--- Start of PAGE EXTRACT ---

= Francine DelMonte =

American politician

Francine DelMonte (D-Lewiston) is a former member of the New York State Assembly who represented the former 138th Assembly District in New York State. She lost the Democratic primary to former Niagara Falls City Councilman, John Accardo (D-Niagara Falls) in September 2010. She ultimately ran on the Working Families Party line. She was succeeded by former Niagara County Legislator John Ceretto (R-Lewiston). The 138th District encompassed several municipalities including the towns of Lewiston, Cambria, Wilson, Porter, Niagara, Wheatfield, Newfane, and Hartland, the City of Niagara Falls, and the Tuscarora Indian Reservation in Lewiston.

--- End of PAGE EXTRACT ---
--- Start of INFORMATION GIVEN ---

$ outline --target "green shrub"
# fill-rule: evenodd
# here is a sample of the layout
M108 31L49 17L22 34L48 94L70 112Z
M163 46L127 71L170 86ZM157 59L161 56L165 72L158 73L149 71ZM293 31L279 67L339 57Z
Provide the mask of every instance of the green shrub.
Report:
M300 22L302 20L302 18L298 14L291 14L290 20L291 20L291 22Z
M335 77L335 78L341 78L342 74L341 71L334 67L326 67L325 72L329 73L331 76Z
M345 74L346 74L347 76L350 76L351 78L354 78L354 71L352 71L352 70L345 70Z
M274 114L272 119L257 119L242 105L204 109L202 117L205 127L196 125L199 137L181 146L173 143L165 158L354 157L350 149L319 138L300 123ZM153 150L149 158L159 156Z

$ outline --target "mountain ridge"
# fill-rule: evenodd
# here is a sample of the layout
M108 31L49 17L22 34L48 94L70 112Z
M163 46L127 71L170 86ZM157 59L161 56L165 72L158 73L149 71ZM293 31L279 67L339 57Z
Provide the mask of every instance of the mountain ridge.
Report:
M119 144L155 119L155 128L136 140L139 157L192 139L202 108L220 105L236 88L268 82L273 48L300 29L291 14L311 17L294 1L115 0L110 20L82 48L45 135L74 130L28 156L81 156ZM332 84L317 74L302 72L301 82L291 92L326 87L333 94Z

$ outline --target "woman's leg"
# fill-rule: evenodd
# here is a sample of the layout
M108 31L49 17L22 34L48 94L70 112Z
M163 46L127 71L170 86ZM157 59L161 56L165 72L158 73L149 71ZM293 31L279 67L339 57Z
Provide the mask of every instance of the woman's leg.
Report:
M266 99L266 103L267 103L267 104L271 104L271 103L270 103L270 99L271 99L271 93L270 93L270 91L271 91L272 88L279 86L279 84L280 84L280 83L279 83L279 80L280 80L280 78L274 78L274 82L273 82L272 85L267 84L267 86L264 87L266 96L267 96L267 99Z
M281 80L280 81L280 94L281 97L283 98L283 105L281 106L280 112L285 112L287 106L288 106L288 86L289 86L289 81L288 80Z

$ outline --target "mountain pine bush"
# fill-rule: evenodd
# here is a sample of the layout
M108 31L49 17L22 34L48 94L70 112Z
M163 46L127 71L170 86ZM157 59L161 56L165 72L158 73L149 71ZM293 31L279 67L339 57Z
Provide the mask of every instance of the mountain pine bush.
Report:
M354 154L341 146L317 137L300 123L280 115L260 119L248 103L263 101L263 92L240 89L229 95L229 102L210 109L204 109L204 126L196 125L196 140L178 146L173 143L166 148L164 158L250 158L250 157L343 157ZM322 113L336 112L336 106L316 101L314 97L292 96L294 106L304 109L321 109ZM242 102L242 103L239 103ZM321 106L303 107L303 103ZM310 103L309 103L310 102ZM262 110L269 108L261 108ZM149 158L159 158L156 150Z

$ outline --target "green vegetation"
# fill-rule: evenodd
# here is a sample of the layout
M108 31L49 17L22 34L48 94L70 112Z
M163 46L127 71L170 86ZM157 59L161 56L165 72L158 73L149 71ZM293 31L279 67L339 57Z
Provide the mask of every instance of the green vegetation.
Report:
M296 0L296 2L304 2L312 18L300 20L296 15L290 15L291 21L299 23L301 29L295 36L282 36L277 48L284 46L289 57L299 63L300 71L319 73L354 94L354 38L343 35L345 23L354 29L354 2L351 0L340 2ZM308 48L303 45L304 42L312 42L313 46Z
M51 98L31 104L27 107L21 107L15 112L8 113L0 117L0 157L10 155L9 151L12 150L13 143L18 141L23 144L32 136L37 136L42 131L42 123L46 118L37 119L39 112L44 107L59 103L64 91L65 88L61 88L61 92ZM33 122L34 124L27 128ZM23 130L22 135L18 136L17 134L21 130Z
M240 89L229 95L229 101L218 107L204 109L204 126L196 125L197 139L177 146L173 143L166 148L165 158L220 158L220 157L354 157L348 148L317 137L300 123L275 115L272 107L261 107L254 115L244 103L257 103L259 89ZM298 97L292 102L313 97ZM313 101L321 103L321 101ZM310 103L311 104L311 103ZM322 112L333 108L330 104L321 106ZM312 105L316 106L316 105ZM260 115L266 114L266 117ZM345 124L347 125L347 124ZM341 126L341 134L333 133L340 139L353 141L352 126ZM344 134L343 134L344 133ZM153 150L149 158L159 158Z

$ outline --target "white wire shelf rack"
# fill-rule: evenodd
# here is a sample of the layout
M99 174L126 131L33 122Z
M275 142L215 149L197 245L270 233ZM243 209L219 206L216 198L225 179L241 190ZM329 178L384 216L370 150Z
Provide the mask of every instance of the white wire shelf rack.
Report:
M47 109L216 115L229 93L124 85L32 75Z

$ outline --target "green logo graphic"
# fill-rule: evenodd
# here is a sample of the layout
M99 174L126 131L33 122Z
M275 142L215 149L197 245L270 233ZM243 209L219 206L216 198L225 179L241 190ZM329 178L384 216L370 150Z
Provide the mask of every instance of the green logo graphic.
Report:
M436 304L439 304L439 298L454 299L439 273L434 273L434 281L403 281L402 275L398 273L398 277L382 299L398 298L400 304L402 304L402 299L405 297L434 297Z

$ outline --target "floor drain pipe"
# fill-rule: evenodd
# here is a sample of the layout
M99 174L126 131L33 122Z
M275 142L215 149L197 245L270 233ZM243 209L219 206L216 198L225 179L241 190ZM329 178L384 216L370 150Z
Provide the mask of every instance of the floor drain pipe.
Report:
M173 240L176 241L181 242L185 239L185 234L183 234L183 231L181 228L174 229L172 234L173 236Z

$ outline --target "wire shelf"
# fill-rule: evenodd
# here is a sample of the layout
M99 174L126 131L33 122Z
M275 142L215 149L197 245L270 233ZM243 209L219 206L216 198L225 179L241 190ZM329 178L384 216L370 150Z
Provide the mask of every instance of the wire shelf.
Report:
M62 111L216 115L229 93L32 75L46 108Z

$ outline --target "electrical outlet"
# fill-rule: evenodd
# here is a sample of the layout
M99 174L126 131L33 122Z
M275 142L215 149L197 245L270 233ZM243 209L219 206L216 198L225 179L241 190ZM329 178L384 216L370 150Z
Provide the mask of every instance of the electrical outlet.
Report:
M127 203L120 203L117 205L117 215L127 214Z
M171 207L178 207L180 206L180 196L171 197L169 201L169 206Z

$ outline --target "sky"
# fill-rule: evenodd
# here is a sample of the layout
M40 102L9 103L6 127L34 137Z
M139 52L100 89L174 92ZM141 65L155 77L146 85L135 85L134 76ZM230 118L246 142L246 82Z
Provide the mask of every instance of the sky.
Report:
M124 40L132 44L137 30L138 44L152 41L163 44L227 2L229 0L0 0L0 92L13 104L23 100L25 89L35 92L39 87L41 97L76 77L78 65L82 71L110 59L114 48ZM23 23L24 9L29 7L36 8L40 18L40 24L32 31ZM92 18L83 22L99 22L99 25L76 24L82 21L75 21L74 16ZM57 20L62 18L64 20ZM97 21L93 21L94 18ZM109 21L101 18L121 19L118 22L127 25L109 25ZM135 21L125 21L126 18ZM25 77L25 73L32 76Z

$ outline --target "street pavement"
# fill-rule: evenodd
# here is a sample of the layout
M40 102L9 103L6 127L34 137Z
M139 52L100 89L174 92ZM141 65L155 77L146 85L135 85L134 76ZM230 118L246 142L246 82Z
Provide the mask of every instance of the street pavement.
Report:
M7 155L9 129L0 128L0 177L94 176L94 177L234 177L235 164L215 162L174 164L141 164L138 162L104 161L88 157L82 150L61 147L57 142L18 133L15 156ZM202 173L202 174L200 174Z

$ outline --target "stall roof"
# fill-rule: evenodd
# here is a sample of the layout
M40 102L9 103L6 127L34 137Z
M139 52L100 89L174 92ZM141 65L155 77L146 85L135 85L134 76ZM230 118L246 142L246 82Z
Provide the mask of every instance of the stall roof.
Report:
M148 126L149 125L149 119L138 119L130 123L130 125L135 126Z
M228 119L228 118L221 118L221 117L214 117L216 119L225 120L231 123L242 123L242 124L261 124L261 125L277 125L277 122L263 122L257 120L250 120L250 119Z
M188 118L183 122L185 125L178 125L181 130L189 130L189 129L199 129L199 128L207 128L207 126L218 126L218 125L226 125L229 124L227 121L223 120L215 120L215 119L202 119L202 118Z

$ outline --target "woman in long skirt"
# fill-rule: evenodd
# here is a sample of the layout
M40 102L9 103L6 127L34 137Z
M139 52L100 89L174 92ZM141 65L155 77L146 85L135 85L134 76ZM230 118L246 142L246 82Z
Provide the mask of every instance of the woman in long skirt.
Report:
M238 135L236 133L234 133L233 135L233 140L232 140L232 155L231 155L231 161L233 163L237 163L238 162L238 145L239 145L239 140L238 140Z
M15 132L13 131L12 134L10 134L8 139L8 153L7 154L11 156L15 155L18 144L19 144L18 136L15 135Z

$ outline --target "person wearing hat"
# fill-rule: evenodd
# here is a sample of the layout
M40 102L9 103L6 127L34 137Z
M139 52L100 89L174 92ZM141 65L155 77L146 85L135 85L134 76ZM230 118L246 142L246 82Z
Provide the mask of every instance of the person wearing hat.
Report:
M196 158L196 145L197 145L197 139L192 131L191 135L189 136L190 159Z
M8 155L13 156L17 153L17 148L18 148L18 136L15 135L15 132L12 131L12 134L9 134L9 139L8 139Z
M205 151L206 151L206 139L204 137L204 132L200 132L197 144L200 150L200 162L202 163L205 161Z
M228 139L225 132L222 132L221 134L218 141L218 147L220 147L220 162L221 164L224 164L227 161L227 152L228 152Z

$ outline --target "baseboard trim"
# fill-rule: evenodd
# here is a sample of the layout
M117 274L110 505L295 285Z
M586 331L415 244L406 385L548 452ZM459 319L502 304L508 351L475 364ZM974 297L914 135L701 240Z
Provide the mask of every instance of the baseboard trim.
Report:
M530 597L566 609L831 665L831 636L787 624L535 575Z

--- End of INFORMATION GIVEN ---

= TO-DO LIST =
a) Answer these questions from the DelMonte biography:
(i) Who defeated Francine DelMonte in the Democratic primary?
(ii) On which party's line did she ultimately run?
(iii) Who succeeded her?
b) List every town that the DelMonte biography names as part of the 138th District.
c) Do these statements agree with the DelMonte biography? Answer yes or no for each, quoting the words that decide it.
(i) She represented the 140th Assembly District.
(ii) The district she represented included the Tuscarora Indian Reservation.
(iii) Her primary loss took place in September 2010.
The listing is not needed for this work.

= EXPECTED RESPONSES =
a)
(i) John Accardo, a former Niagara Falls City Councilman.
(ii) The Working Families Party.
(iii) John Ceretto, a former Niagara County Legislator.

b) Lewiston, Cambria, Wilson, Porter, Niagara, Wheatfield, Newfane, Hartland

c)
(i) No: "represented the former 138th Assembly District in New York State"
(ii) Yes: "the Tuscarora Indian Reservation in Lewiston"
(iii) Yes: "in September 2010"